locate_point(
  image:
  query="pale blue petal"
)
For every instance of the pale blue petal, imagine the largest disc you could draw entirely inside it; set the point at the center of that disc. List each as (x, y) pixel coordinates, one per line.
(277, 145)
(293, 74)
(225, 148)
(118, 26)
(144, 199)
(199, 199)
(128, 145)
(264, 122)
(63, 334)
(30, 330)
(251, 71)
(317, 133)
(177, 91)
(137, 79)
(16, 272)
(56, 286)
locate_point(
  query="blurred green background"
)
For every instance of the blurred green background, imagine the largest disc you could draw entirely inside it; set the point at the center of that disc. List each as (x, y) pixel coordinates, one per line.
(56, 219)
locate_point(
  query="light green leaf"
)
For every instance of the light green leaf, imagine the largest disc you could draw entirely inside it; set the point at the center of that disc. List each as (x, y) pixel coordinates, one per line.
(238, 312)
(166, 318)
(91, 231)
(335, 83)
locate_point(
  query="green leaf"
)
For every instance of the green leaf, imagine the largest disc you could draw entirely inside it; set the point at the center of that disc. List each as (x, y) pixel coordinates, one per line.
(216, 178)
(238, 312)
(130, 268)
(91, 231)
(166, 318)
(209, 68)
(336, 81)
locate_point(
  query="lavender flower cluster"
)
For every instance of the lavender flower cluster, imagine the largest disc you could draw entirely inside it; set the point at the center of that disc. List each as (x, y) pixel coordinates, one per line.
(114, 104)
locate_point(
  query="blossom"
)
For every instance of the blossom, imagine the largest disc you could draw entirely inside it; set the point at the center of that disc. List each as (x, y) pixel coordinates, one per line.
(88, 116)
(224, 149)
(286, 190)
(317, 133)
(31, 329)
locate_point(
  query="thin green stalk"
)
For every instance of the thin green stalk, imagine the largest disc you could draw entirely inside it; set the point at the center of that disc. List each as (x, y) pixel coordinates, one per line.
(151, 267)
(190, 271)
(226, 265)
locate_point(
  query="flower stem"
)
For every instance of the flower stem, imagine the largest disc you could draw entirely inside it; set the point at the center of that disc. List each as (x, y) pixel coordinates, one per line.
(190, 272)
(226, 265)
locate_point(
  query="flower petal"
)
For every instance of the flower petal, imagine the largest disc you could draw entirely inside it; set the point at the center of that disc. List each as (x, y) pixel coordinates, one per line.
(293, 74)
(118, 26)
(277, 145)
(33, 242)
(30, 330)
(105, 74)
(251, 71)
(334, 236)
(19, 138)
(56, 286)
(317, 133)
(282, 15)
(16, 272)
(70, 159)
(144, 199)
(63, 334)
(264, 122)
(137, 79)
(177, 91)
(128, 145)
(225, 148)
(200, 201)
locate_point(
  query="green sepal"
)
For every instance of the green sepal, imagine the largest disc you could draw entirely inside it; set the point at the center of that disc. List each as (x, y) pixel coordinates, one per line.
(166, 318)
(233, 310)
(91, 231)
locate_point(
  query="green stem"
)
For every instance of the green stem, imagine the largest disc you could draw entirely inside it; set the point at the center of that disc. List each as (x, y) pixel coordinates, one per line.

### [Given exercise]
Restate all of the entries exactly, please.

### [Output for this task]
locate_point(
  image:
  query="pale blue petal"
)
For every instance of the pale blue petal, imagine the largest disc you could draw entirely inside it; set the point at the center of that disc. List each as (x, y) pixel coordinates, one per line.
(277, 145)
(293, 74)
(225, 148)
(118, 26)
(144, 199)
(199, 199)
(128, 145)
(264, 122)
(63, 334)
(30, 330)
(251, 71)
(317, 133)
(177, 91)
(137, 79)
(16, 272)
(56, 286)
locate_point(
  query="blurred green background"
)
For every instance of the blurred green background, imagine the largest disc you could draw entirely inside it; set the point at the center of that disc. List each as (x, y) pixel coordinates, one per line.
(56, 219)
locate_point(
  query="light green leaf"
)
For every instance of the light green leaf, imagine the largest disc you could draw entirely inside it; set the point at the center of that disc. List each as (x, y) pixel coordinates, one per line.
(238, 312)
(166, 318)
(91, 231)
(335, 83)
locate_point(
  query="green leaf"
)
For every instance of the green leaf, imagine the largest disc you could draw entirely inside it; set the point at the center of that disc. List each as (x, y) pixel coordinates, one per line.
(216, 178)
(238, 312)
(130, 268)
(91, 231)
(166, 318)
(209, 68)
(336, 81)
locate_point(
  query="lavender flower cluster"
)
For every instance of the lavender flower cluster, imagine the largest disc you could draw entirely inside it; set the point at the center of that disc. List each as (x, y) pixel coordinates, one per line.
(114, 104)
locate_point(
  query="blossom"
)
For every instance of the blossom, imagine the largest disc you could draw entirely inside it; set the point at the center of that disc. List each as (x, y) pixel coordinates, one per line.
(88, 116)
(224, 149)
(286, 190)
(317, 133)
(31, 329)
locate_point(
  query="thin green stalk"
)
For every instance of the thin green stalk, imagine the largest disc you could draw entirely inside it; set the point at the center of that disc. List each as (x, y) pixel coordinates, one per line.
(151, 267)
(190, 271)
(226, 265)
locate_point(
  query="flower stem"
)
For every instance of the flower stem, imagine the largest disc you could draw entirely inside it; set the point at the center of that disc. List each as (x, y) pixel coordinates, one per line.
(190, 272)
(226, 265)
locate_point(
  query="flower petal"
)
For every instance of the flower petal, imagine the largest disc you could draw entirely inside it; set the point at the center of that disc. List each as (x, y) pixel coordinates, one per line.
(293, 74)
(118, 26)
(277, 145)
(33, 242)
(30, 330)
(105, 74)
(251, 71)
(334, 236)
(19, 138)
(56, 286)
(317, 133)
(282, 15)
(16, 272)
(70, 159)
(144, 199)
(63, 334)
(264, 122)
(137, 79)
(177, 91)
(128, 145)
(225, 148)
(200, 201)
locate_point(
  query="green sepal"
)
For every instance of the green sepal, imagine the largest disc you could draw entirely inside it; set the point at the center of that disc. List each as (x, y) pixel coordinates, one per line.
(166, 318)
(233, 310)
(91, 231)
locate_point(
  query="green stem"
)
For every instance of the green stem, imagine the largest disc you could draw entirely inside it; set the point at the center of that disc. List each as (x, y) pixel coordinates, one per line.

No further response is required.